Do this →
Reproduce the rows below without any change, beginning at the line that contains "Practice step: point at the black sedan" and continuing through the final row. Output only those lines.

Extracted records:
* * * * *

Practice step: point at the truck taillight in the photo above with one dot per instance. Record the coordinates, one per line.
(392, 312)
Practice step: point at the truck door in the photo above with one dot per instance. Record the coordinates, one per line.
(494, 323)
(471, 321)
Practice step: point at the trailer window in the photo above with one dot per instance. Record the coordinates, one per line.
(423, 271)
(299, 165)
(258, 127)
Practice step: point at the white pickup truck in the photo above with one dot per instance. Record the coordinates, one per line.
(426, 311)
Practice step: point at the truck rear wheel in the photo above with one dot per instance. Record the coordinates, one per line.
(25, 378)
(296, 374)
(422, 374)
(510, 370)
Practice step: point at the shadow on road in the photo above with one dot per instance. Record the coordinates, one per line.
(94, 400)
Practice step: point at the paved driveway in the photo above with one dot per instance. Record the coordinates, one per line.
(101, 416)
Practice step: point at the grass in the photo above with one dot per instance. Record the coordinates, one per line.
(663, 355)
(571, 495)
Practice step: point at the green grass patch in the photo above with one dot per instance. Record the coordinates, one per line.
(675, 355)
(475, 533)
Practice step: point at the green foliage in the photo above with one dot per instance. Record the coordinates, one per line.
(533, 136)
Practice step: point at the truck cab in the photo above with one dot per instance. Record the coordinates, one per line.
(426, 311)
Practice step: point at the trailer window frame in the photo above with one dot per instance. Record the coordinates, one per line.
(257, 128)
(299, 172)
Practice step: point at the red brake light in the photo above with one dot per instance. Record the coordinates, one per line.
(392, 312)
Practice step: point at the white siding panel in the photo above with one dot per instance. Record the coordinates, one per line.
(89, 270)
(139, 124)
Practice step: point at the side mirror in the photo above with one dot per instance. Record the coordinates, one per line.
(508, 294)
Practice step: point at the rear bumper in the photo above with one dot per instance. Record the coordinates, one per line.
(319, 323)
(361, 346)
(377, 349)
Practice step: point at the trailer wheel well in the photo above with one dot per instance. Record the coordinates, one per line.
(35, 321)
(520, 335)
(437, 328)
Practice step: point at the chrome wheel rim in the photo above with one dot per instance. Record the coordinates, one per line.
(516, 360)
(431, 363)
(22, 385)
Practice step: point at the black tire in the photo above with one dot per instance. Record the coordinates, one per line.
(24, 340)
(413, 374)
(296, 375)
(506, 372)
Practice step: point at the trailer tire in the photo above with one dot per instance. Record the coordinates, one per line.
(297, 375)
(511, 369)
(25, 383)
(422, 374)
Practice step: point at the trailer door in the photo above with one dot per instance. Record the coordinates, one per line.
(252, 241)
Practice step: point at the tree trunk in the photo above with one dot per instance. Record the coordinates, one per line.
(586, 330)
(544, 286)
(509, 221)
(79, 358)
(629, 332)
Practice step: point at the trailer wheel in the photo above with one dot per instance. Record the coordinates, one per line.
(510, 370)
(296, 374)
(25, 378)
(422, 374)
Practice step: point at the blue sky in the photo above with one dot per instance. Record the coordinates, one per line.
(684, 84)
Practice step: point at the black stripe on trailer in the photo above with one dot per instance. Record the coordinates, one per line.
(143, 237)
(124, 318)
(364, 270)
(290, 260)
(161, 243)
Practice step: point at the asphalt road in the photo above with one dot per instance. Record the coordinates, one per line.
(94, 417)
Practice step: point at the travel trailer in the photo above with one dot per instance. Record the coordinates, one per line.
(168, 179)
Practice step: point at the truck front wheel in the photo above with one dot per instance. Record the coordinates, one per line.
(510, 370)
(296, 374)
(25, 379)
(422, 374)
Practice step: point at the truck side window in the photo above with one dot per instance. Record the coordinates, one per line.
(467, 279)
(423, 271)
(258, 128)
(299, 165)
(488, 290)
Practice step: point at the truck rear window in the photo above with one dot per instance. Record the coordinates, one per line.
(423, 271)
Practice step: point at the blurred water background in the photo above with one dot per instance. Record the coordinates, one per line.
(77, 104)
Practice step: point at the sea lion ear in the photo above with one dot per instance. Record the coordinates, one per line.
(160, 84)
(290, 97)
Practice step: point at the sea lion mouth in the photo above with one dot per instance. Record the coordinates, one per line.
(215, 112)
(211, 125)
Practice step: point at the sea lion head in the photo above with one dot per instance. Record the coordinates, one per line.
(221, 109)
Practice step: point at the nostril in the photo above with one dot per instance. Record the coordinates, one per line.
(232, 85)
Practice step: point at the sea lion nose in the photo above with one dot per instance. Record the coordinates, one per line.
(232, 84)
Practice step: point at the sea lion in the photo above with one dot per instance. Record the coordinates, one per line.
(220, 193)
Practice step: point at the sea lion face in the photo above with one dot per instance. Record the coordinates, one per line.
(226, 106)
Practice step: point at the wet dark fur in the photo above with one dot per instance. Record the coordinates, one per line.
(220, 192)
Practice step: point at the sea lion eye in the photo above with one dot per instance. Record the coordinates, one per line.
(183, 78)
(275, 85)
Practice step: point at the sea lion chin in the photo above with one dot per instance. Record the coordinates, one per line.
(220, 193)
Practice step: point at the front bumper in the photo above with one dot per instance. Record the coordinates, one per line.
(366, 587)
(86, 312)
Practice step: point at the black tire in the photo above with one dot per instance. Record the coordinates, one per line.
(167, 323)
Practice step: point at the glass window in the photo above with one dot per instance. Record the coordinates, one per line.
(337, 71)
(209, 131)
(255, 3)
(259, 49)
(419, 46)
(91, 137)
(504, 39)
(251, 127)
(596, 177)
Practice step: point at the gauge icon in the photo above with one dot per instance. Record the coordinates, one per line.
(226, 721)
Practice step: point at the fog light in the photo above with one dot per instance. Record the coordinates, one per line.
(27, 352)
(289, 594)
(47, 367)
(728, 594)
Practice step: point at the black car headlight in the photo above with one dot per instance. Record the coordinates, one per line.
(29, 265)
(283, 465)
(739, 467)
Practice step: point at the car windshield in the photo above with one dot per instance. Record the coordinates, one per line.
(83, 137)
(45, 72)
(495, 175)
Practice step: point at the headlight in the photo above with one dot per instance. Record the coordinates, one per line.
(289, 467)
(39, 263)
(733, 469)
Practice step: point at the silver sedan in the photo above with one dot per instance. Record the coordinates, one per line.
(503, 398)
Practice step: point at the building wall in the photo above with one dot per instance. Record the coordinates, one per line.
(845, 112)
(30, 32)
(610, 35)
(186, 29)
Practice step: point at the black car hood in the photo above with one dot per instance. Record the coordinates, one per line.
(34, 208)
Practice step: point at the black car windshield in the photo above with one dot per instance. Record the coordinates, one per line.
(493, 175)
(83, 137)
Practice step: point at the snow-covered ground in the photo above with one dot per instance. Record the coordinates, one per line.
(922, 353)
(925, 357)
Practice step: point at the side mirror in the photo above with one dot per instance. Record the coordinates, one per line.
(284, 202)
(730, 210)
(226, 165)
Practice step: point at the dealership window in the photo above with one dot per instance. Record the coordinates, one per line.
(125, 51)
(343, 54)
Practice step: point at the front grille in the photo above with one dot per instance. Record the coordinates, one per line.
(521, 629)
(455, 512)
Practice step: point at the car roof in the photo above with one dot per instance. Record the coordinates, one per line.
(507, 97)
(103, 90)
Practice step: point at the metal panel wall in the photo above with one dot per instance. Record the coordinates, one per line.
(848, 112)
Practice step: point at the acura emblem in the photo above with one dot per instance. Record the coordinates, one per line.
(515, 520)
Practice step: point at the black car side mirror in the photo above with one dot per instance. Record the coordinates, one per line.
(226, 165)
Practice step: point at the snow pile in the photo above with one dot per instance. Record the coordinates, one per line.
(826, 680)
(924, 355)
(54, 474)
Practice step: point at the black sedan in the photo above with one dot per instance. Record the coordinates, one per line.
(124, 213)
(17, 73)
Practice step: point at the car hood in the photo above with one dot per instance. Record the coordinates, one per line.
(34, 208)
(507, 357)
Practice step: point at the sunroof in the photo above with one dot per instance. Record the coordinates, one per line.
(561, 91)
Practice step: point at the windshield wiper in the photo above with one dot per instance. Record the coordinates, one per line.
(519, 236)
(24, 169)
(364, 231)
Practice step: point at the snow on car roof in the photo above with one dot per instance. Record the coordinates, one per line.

* * * * *

Final result →
Practice step: point at the black sedan in the photo above with one dot per instance. Record the coordinates, one per line.
(124, 213)
(17, 73)
Practice step: point at the car hood in the photo above with one dot per instance. Record the coordinates, one per line.
(34, 208)
(507, 357)
Practice step: point at the sunroof in the photo above with one dot per instance. Record the coordinates, one per line.
(561, 91)
Practice step: point at the windshield wiper in the photo above with one dot per instance. Record the coordinates, one per line.
(519, 236)
(24, 169)
(364, 231)
Practice step: point at the snow on car roof in the photo above with one dot per instance. Record the coordinates, one per line.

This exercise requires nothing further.